**本文**.
----------
阿武山(あぶさん)と栗本軒貞国の狂歌とサンフレ昔話

コロナ禍は去りぬいやまだ言ひ合ふを
ホッホッ笑ふアオバズクかも

by小林じゃ

原野商法

2020-02-17 17:41:57 | 日記
 もう一つ母方の祖父の話。やはり私が小学生の時、祖父は訪ねてきた業者から別荘用の土地をすすめられて、百万円で購入した。これも五十年近く前の話だ。しかしその後業者と連絡が取れなくなってしまった。土地は当地から遠く離れた離島にあって、祖父はその島と同県在住の友人に調べてもらうべく、契約書等を郵送したようだ。ところが程なく祖父は癌をわずらって亡くなり、その数年後に祖父の友人のじーさんが訪ねてきてうちに一泊したのを覚えているけど、島の土地については調べてもよくわからなかったと言っていた。その時書類を返してもらったかどうかは、私はまだ中学生ぐらいであったし関わっていない。もちろん業者からは音沙汰もなく、百万円持ち逃げされたものと思っていた。

 ところが、9年前のこと、ある空港の管理事務所から母宛に突然封書が届いた。開けてみると、所有の土地の立木が空港の高さ制限に引っかかるから入って木を切る同意書にサインして送り返してほしいと書いてあった。母名義の土地がその島に確かに存在していることがわかった。そして、番地が書いてある。グーグルアースで調べたら、空港の近くの小山だろうか、トンネルの上の林に赤い矢印がついた。なるほど地下はトンネル、上は立木が空港の高さ制限となれば、全く利用価値の無い土地で、税金も来ないはずだ。持ち逃げではなく、祖父は原野商法に引っかかったものだと、やっとわかった。

 この出来事は、祖父から五十年ぶりに手紙が来たような感じもして懐かしくもあり、すでに笑い話みたいなものだった。母も先方に電話をかけて、言っても仕方がないいきさつをくどくど話していた。管理事務所の方にはさぞかし迷惑な話を聞かされたのではないかと思う。そして、五十年前に祖父がだまされて購入した土地を写真で眺められたことも感慨深かった。今の時代はこういう原野商法に引っかかる人はまずいないのではないか、その分新手の詐欺が増えているのだろうけど。
----------
**生データ**.
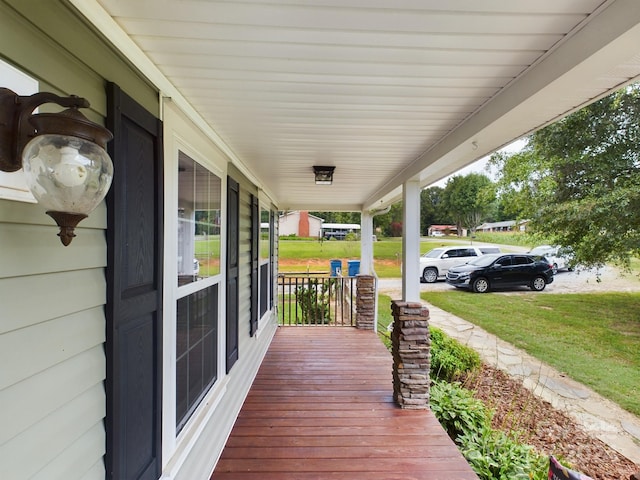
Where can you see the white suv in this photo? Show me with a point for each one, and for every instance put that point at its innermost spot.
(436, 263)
----------
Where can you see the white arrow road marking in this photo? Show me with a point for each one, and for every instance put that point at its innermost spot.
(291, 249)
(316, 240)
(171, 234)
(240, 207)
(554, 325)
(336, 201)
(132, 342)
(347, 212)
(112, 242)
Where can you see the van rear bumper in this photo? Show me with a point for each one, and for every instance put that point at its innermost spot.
----------
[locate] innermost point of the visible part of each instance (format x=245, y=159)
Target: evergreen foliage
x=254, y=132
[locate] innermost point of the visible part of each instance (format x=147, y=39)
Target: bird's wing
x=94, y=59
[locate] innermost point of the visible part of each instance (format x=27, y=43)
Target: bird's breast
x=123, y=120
----------
**課題の条件**.
a - 次の(i)〜(iii)が本文の内容に合うかどうか、それぞれ「はい」か「いいえ」で答え、判断の決め手となる本文の語句をそのまま引用せよ。
(i) 祖父は業者から土地を百万円で買った。
(ii) 空港の管理事務所からの封書は祖父宛てに届いた。
(iii) その土地の地下はトンネルになっている。
b - 本文のうち、「コロナ禍は去りぬいやまだ言ひ合ふを」を含む語句から書き写し始め、「たものだと、やっとわかった。」を写したところで止めよ。
リストは別の出典から取ったものである。

**解答編**.
a -
(i) はい。「百万円で購入した」
(ii) いいえ。「母宛に突然封書が届いた」
(iii) はい。「地下はトンネル」

b -
コロナ禍は去りぬいやまだ言ひ合ふを
ホッホッ笑ふアオバズクかも

by小林じゃ

原野商法

2020-02-17 17:41:57 | 日記
 もう一つ母方の祖父の話。やはり私が小学生の時、祖父は訪ねてきた業者から別荘用の土地をすすめられて、百万円で購入した。これも五十年近く前の話だ。しかしその後業者と連絡が取れなくなってしまった。土地は当地から遠く離れた離島にあって、祖父はその島と同県在住の友人に調べてもらうべく、契約書等を郵送したようだ。ところが程なく祖父は癌をわずらって亡くなり、その数年後に祖父の友人のじーさんが訪ねてきてうちに一泊したのを覚えているけど、島の土地については調べてもよくわからなかったと言っていた。その時書類を返してもらったかどうかは、私はまだ中学生ぐらいであったし関わっていない。もちろん業者からは音沙汰もなく、百万円持ち逃げされたものと思っていた。

 ところが、9年前のこと、ある空港の管理事務所から母宛に突然封書が届いた。開けてみると、所有の土地の立木が空港の高さ制限に引っかかるから入って木を切る同意書にサインして送り返してほしいと書いてあった。母名義の土地がその島に確かに存在していることがわかった。そして、番地が書いてある。グーグルアースで調べたら、空港の近くの小山だろうか、トンネルの上の林に赤い矢印がついた。なるほど地下はトンネル、上は立木が空港の高さ制限となれば、全く利用価値の無い土地で、税金も来ないはずだ。持ち逃げではなく、祖父は原野商法に引っかかったものだと、やっとわかった。